» Directions: Give the entries below as a two-column CSV with the columns "prompt" and "response", one row per entry. Put each entry's text and its answer in their own quoted fields, and replace line breaks with spaces.

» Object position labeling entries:
--- START ---

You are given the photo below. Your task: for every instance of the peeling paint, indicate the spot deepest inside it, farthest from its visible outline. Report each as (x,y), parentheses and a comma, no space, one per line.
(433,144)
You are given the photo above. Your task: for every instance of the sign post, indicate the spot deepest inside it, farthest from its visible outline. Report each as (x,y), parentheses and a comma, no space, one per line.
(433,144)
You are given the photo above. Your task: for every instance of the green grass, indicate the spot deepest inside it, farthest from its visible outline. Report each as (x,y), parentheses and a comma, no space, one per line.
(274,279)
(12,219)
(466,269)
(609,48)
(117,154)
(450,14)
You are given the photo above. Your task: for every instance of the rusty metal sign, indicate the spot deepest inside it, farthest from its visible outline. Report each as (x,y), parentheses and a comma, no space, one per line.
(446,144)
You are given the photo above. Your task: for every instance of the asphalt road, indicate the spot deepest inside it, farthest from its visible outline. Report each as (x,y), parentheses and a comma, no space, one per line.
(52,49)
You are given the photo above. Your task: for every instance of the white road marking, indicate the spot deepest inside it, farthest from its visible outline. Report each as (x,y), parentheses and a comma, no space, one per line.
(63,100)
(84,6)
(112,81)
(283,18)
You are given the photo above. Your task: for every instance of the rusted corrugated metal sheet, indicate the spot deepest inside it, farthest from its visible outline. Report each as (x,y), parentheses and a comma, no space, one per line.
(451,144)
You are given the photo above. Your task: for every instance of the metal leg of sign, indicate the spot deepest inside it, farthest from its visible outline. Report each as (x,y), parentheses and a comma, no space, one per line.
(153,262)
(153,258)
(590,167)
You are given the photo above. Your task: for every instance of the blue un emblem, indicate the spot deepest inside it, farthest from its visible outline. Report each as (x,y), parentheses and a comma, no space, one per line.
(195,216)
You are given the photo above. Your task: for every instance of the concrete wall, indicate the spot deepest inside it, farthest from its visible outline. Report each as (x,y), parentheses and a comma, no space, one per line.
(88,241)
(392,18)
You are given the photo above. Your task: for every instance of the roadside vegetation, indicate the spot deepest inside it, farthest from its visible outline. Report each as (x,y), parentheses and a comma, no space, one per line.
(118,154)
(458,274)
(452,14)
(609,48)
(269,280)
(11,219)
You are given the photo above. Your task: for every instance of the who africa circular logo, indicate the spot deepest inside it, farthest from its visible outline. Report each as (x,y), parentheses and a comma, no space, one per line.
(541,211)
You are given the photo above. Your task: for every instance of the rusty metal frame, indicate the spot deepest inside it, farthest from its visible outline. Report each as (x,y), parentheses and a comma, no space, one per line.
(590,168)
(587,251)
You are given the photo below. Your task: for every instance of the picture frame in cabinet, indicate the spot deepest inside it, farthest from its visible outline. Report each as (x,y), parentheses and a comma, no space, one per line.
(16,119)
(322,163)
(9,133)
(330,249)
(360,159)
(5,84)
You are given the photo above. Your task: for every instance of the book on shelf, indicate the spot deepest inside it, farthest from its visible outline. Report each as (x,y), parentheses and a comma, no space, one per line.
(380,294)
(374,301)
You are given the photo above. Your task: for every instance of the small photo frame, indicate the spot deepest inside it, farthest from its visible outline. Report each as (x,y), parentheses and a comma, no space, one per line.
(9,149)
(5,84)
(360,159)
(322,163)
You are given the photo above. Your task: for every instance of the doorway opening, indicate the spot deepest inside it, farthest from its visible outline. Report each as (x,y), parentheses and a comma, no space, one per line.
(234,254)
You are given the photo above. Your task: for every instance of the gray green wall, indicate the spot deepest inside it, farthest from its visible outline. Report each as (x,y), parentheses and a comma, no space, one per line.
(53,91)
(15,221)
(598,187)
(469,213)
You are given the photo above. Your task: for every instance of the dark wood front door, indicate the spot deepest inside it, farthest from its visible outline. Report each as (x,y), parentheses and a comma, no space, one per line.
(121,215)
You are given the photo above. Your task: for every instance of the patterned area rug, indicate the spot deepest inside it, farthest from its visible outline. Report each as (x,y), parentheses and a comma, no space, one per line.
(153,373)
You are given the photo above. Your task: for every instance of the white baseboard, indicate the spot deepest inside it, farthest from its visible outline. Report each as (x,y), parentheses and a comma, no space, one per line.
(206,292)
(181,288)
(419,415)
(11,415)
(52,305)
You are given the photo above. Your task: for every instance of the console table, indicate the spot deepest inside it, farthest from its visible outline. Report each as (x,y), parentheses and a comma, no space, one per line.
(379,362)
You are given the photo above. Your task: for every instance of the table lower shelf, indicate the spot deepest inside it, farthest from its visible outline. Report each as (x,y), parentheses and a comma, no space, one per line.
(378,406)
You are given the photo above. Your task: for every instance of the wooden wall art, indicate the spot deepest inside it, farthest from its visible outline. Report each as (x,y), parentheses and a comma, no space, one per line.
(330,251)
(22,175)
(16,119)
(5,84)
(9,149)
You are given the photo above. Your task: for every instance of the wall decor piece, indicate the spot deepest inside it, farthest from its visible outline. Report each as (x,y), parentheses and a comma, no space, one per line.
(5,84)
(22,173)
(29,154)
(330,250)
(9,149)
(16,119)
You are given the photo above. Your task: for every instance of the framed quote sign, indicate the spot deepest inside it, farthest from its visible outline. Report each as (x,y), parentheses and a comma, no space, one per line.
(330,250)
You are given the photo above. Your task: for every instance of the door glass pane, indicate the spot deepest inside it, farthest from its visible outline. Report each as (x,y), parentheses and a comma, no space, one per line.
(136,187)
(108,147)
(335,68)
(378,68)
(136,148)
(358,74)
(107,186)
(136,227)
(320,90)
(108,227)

--- END ---

» Correct response:
prompt,response
"You are given the photo below. Your task: for every instance of the peeling paint, indicate the spot deepest inside it, farthest from its visible outline. Report each as (x,y), parentheses and a comma, no space, one per line.","(433,144)"
"You are given the photo above. Your task: for every instance of the sign post, indicate the spot deepest inside it, farthest from its visible outline. Report each as (x,y), parentheses and a comma, no space, one per line.","(433,144)"
"You are given the photo above. Your task: for every instance of the green grass, indicate the spot deepest inside it, farthest from its visible outline. Report each as (x,y), parentheses and a comma, no space, one per line.","(274,279) (12,219) (466,269) (609,48) (117,154) (450,14)"
"You are given the photo above. Your task: for every instance of the rusty metal sign, indicate the spot deepest inside it, farthest from its visible outline. Report each as (x,y), parentheses and a comma, no space, one per line.","(446,144)"
"You are given the photo above. Your task: for every instance of the asphalt road, indicate the spot deepest inside it, farthest from its visible outline. Report each as (x,y), parentheses and a comma, no space, one per line.","(52,49)"
"You are given the photo above. Your task: for every instance of the white road marking, indicate the spot deepest inside it, farthest from its visible outline. Report each as (x,y), parentheses and a comma, no space, one per line.","(63,100) (84,6) (112,81) (283,18)"
"You are given the photo above. Your task: for every instance of the rusted corrugated metal sheet, indicate the spot deepest inside it, farthest from its visible outline. Report each as (x,y), parentheses and a comma, no space, one per line.","(451,144)"
"You are given the photo above. Your task: for every instance of the metal leg of sign, indicate the spot deepest inside it, farthest from its visible outline. Report each as (x,y), parentheses and a comma, no space, one per line.","(153,262) (153,258) (590,167)"
"You are given the photo above. Your task: for every instance of the blue un emblem, indicate the spot deepest inside it, farthest from its visible outline. Report each as (x,y), parentheses and a comma, no space, one per line.","(195,216)"
"You are given the photo above. Your task: for every instance of the concrete wall, indicate the spot deepest inside it, farthest from its visible outline. Report each as (x,y), parentheses and a comma, no space, one per line.","(88,241) (392,18)"
"You are given the photo above. Your task: for every instance of the roadside vegetation, indicate the spot deepest inside it, farthest from its visible outline. Report each as (x,y), parentheses and a comma, no space, one per line.","(118,154) (458,274) (452,14) (609,48) (269,280) (11,219)"
"You are given the photo above. Your task: for every instance of the who africa circular logo, indicate the spot deepest inside it, farthest from its visible outline. Report each as (x,y), parentheses and a comma, no space, one per line.","(541,211)"
"You are given the photo above. Your task: for every instance of the rusty metal frame, indicate the spot deepest inside it, farthest from its visible outline. Report each as (x,y), parentheses and a comma, no space, one per line.","(590,168) (587,251)"
"You are given the photo below. Your task: for every instance of the picture frame in cabinet, indicate the spot deepest inside it, farthest from its visible outline. Report each as (x,y), parentheses and a comma, no space, one per line.","(16,119) (322,163) (9,133) (330,249) (360,159) (5,84)"
"You are given the photo above. Your task: for every instance of the book on shelf, indicate the spot deepest inside it, farthest from its visible outline. Report each as (x,y), parentheses and a comma, no space, one per line.","(380,294) (374,301)"
"You are given the photo above. Your task: for every instance of the small photo frame, indicate the spot deepest inside it, farthest from its visible outline. Report each as (x,y), parentheses and a comma, no space, one per line.","(9,149) (5,84) (360,159) (322,163)"
"You are given the photo above. Your task: for every instance of the doorway opening, indicate the spot deepest inside it, farthest from its visible outline. Report each as (x,y), parentheses and a comma, no space, one per line.","(234,254)"
"You are given the photo above. Your task: for every instance of the gray green wall, indicate the spot deepest inside it, farthest from its visible outline. Report each as (x,y), parentheses and a comma, no space, one per line.","(53,91) (15,221) (598,187) (469,213)"
"You are given the photo above. Your task: for every instance of the dark wood front door, indicate the spot deepest inside it, farthest from its visible outline. Report each as (x,y), parentheses and a comma, no space, one per line.","(121,215)"
"You are given the photo above. Your task: for every instance of the patterned area rug, indicate the spot deepest inside it, farthest from its visible outline. Report each as (x,y), parentheses and a comma, no space, one per line.","(153,373)"
"You are given the photo above. Your task: for every instance of the white baseboard, indicate the spot deepest inside it, farthest from its visible outline. Report each as (x,y), parentheses and a comma, no space, one per line.","(206,292) (181,288) (419,415) (11,415) (52,305)"
"You are given the photo above. Your task: for every instance of the console table, indicate the spot deepest inside it, farthest from its visible outline. Report each as (x,y), parentheses and a comma, no space, one per line.","(379,362)"
"You are given the photo above. Your task: for every instance of the table lower shelf, indicate the spot deepest inside it, farthest from its visible outline. Report each as (x,y), parentheses and a comma, no space, one per line.","(378,406)"
"You are given the photo above. Your task: for every instance of the wooden wall art, indicate the spot deepest inside it, farthest from its visible outline. Report each as (x,y), parentheses and a comma, no space, one per line.","(330,251) (22,175) (16,119) (5,84) (9,149)"
"You are given the photo above. Your task: for every instance of the wall decor piece, indicate the spot deepest inside it, farthest from its visible outline. Report each as (x,y), parentheses and a comma, no space, one per line.","(5,84) (22,173) (29,154) (330,250) (9,149) (16,119)"
"You are given the photo above. Your task: for every instance of the framed quote sign, indicate the spot deepest inside it, farthest from its visible outline. Report each as (x,y), parentheses and a comma, no space, one per line.","(330,250)"
"You are given the photo above. Your task: for every instance of the door glass pane, indicate the spot deepest inside it, farthest from its visible outline. Report each as (x,y), parentheses and a comma, no space, one per line.","(136,187) (108,147) (335,68) (378,68) (136,148) (358,74) (107,186) (136,227) (320,90) (108,227)"